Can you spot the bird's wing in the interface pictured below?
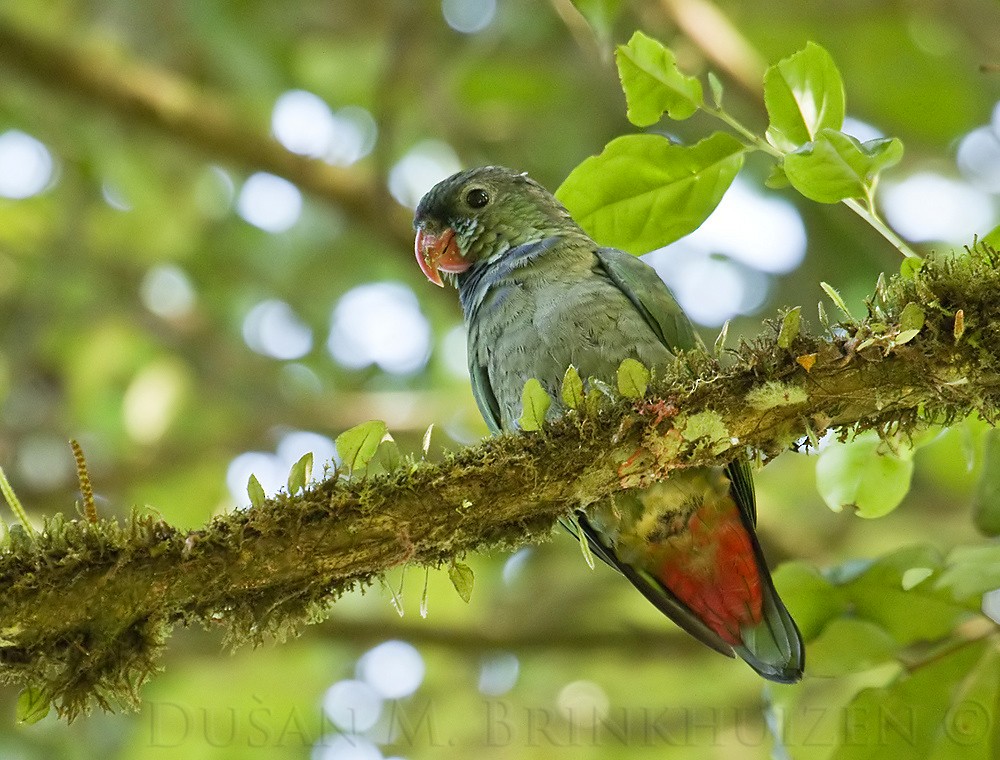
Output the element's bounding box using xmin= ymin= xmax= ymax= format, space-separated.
xmin=595 ymin=248 xmax=703 ymax=353
xmin=469 ymin=351 xmax=502 ymax=435
xmin=595 ymin=248 xmax=757 ymax=525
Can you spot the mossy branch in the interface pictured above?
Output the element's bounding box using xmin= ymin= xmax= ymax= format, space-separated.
xmin=0 ymin=16 xmax=412 ymax=250
xmin=0 ymin=246 xmax=1000 ymax=717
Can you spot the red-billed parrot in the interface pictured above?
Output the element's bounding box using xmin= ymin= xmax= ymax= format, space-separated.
xmin=414 ymin=166 xmax=804 ymax=683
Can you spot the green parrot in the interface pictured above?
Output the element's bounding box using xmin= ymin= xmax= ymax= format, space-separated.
xmin=414 ymin=166 xmax=804 ymax=683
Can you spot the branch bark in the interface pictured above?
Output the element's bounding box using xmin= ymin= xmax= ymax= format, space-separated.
xmin=0 ymin=246 xmax=1000 ymax=717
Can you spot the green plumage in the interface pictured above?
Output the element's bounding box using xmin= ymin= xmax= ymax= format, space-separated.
xmin=415 ymin=167 xmax=802 ymax=681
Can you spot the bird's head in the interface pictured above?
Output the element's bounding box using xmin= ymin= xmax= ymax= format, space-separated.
xmin=413 ymin=166 xmax=579 ymax=286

● Задание
Преобразуйте в нумерованный список всё от строки с "Can you spot the green plumage" вниз до последней строки включительно, пустые строки пропустите.

● Готовое решение
1. Can you spot the green plumage in the interface pictured above?
2. Output the element's bounding box using xmin= ymin= xmax= ymax= format, space-separated.
3. xmin=415 ymin=167 xmax=802 ymax=681
4. Can you spot the bird's head in the interface pictured above?
5. Output the element's bounding box using xmin= ymin= xmax= ymax= format, space-separated.
6. xmin=413 ymin=166 xmax=579 ymax=286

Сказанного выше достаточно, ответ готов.